## DATA LISTING
_ _ _ _
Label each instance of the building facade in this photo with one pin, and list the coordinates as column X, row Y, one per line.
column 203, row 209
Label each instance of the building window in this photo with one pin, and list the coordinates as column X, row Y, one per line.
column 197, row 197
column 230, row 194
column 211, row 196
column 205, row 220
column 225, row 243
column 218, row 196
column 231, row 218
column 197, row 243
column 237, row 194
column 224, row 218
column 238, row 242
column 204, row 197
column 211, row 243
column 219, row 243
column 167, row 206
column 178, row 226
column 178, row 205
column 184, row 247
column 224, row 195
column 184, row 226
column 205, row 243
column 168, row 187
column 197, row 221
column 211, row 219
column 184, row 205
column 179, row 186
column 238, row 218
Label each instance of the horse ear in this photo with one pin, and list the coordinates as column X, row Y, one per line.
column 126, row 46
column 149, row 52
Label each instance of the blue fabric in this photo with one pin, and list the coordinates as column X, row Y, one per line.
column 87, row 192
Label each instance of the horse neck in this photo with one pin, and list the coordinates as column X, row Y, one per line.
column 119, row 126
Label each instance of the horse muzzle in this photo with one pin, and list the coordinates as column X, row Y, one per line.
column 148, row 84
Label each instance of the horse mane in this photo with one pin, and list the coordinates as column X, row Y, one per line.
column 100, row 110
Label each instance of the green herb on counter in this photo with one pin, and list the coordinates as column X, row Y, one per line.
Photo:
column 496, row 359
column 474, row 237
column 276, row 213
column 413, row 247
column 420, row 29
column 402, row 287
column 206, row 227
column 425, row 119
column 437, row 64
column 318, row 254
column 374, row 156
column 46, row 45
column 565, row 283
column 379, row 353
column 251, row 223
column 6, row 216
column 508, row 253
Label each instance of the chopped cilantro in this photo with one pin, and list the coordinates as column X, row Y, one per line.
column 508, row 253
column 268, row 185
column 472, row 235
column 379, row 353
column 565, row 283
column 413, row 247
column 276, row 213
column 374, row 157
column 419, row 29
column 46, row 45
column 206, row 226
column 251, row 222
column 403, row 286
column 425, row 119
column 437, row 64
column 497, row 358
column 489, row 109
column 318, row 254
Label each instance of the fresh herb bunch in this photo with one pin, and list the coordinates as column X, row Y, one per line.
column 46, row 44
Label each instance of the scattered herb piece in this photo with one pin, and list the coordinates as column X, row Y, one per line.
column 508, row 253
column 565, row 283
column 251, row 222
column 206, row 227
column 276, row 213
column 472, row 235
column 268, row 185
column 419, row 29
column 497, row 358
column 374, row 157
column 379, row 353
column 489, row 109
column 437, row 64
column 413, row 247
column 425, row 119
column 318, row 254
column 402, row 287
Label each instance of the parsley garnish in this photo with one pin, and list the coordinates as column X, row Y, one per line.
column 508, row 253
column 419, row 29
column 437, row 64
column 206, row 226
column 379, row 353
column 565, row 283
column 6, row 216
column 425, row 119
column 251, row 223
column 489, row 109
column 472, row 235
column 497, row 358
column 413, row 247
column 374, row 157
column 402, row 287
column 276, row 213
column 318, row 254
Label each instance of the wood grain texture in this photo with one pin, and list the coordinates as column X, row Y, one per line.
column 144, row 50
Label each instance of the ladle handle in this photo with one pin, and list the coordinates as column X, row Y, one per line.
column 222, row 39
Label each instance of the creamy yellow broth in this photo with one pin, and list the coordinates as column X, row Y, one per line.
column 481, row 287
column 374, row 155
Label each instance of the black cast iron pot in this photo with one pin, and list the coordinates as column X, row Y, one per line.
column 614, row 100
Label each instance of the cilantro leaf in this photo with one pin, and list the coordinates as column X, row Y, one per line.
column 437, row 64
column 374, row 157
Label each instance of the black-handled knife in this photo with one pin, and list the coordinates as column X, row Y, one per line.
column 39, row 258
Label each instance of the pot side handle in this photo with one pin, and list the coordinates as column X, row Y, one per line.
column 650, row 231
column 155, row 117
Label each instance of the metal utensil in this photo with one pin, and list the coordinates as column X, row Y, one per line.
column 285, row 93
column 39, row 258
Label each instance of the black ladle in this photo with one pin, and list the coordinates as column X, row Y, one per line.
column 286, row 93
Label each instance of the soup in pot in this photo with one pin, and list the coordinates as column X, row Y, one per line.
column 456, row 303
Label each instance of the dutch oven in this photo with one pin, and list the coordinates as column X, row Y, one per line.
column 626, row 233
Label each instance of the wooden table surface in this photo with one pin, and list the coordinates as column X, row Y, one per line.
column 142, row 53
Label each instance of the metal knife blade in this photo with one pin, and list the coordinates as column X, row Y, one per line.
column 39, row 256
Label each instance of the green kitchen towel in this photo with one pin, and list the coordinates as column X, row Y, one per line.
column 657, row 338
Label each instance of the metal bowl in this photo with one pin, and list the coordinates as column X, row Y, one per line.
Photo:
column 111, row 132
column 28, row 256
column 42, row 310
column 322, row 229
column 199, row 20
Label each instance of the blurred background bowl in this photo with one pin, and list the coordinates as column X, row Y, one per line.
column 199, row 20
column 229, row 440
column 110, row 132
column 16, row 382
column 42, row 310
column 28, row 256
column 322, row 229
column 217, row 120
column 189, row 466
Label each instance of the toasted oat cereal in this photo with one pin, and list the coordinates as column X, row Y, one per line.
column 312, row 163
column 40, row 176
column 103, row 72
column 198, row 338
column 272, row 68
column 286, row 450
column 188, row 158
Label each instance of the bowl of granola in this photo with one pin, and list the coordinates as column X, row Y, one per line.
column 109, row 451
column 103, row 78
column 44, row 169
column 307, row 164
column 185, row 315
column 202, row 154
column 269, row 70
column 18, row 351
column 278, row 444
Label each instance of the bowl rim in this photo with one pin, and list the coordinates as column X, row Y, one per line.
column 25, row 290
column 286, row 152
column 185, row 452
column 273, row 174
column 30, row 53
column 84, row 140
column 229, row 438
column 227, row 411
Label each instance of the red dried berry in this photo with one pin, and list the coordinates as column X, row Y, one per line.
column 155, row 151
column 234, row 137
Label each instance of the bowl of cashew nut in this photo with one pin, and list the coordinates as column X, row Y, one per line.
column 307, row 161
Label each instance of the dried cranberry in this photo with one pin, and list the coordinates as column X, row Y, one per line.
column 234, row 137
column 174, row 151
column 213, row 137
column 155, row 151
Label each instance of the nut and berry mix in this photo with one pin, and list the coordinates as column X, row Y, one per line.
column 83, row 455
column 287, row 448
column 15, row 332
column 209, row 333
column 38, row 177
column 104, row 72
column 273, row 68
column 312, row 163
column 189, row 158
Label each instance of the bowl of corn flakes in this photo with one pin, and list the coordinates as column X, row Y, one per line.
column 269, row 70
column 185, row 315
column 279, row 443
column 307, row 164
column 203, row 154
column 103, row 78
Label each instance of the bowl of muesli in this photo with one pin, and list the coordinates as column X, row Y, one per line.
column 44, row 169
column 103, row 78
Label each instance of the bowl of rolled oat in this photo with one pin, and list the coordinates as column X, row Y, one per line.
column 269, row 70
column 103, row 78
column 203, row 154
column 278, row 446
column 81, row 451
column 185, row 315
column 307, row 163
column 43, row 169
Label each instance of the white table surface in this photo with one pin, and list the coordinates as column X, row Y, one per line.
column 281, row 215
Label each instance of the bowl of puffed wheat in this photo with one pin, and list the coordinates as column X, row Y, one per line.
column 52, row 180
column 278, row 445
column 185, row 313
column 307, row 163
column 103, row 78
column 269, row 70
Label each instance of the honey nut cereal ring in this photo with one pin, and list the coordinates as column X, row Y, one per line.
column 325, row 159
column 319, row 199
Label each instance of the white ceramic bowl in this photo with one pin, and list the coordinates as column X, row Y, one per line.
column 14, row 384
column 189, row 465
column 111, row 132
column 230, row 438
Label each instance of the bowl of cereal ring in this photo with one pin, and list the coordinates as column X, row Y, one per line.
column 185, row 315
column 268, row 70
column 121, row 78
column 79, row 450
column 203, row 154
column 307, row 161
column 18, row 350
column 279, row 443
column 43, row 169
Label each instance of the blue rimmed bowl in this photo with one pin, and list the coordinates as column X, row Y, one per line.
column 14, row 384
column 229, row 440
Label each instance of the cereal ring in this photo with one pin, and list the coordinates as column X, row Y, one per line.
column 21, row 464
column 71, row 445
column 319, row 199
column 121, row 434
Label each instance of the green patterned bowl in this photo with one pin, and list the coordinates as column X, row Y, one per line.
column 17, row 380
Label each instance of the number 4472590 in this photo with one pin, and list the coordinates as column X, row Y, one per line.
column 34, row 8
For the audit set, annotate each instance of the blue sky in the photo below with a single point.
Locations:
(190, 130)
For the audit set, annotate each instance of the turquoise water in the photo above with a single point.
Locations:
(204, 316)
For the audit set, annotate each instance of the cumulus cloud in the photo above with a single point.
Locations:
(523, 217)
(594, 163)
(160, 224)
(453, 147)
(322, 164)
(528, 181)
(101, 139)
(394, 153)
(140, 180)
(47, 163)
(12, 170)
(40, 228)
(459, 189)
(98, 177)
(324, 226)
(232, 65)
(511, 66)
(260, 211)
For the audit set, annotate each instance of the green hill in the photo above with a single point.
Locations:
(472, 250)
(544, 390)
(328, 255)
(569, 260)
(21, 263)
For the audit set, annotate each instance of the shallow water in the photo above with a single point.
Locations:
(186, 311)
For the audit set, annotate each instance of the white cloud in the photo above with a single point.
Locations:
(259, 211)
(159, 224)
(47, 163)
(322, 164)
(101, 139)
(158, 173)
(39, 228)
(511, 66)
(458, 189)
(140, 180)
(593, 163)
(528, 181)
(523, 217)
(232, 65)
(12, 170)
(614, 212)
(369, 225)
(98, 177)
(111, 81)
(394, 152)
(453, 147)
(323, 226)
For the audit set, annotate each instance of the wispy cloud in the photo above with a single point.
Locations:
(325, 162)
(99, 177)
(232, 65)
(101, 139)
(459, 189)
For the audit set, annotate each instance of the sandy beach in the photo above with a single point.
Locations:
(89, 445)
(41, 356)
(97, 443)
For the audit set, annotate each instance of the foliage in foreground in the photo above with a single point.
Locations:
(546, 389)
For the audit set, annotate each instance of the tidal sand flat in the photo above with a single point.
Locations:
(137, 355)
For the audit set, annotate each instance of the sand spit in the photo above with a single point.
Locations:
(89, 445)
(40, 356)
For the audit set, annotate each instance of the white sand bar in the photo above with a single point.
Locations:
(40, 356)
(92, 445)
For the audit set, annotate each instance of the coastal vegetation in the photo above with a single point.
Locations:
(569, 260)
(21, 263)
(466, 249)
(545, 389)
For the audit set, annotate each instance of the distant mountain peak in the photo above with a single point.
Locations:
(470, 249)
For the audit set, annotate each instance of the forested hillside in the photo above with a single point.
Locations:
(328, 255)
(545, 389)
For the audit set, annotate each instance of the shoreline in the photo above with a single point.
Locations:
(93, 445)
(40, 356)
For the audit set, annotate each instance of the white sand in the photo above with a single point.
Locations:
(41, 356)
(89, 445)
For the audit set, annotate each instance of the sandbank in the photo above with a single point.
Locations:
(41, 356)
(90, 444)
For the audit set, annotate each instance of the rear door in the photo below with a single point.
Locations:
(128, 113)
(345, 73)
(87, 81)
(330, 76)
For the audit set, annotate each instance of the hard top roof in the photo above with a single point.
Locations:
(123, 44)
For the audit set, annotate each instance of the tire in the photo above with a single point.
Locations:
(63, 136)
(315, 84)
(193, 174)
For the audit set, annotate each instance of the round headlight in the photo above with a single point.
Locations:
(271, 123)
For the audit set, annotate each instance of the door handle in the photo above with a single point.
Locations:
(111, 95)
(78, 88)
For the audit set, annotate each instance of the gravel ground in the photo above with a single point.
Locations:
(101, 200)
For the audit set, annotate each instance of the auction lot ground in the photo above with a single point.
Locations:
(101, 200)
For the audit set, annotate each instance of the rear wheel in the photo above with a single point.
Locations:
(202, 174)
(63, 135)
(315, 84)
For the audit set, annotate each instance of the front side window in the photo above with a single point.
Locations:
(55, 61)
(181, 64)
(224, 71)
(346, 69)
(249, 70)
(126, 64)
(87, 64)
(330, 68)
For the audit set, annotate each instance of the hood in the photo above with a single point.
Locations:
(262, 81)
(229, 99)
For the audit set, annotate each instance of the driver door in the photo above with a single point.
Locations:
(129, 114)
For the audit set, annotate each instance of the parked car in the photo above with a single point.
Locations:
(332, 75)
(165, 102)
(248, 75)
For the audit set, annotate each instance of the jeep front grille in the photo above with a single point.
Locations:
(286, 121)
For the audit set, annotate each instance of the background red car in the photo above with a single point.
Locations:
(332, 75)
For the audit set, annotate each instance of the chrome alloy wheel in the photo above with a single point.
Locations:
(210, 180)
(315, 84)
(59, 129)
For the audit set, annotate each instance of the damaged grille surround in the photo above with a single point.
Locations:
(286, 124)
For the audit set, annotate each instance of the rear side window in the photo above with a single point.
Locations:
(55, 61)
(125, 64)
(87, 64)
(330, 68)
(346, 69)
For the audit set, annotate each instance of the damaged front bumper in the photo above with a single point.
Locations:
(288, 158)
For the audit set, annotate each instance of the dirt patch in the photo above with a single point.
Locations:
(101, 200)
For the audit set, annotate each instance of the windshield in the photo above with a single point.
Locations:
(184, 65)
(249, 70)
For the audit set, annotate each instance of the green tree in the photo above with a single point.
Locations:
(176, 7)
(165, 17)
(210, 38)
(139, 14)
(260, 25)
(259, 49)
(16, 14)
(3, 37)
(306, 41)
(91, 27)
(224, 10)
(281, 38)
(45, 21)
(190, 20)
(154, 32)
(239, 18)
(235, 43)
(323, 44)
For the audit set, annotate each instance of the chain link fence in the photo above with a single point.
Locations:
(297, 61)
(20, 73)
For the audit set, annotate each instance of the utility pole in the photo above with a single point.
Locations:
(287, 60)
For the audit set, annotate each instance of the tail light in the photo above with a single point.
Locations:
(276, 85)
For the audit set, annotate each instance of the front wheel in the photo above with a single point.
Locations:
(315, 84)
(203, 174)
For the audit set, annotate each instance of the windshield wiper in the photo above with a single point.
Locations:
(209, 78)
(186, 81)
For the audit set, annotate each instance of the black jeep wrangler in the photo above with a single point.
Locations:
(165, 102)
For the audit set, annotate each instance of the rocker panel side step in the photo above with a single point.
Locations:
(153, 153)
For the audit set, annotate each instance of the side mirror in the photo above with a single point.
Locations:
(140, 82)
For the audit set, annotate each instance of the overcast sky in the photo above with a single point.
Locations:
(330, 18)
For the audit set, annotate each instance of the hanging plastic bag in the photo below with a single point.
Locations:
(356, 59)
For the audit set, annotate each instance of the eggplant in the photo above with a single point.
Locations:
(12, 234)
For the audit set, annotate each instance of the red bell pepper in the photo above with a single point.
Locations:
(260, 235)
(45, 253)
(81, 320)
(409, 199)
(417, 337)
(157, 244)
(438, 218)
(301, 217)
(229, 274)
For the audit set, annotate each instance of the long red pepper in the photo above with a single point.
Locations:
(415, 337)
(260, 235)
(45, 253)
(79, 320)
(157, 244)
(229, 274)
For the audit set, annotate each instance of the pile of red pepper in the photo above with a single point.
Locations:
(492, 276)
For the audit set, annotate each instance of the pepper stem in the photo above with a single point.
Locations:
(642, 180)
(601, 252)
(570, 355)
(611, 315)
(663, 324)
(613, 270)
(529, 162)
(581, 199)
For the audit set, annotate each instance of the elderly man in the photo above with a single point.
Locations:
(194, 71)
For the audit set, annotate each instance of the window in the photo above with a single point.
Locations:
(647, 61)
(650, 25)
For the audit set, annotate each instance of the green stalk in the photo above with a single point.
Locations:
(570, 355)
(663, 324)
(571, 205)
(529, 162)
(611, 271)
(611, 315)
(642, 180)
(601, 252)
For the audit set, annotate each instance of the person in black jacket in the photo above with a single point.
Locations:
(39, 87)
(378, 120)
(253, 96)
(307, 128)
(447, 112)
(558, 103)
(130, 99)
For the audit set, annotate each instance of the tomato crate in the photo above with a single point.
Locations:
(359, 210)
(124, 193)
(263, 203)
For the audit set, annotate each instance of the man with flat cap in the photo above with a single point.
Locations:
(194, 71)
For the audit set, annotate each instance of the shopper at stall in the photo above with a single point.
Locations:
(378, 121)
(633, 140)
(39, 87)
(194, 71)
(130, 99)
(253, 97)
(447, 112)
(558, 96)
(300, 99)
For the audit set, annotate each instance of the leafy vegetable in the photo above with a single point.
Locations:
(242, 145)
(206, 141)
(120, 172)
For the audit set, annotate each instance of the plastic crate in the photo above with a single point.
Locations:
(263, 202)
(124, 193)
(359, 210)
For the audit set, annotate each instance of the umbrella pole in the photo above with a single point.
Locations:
_ _ _ _
## TASK DIRECTIONS
List each line of the records that holds the string "damaged".

## COMPLETED TASK
For the audit set, annotate each instance of the damaged grille surround in the photo above with a single point.
For the audit set, annotate each instance of the damaged front bumper in the photo above with a single point.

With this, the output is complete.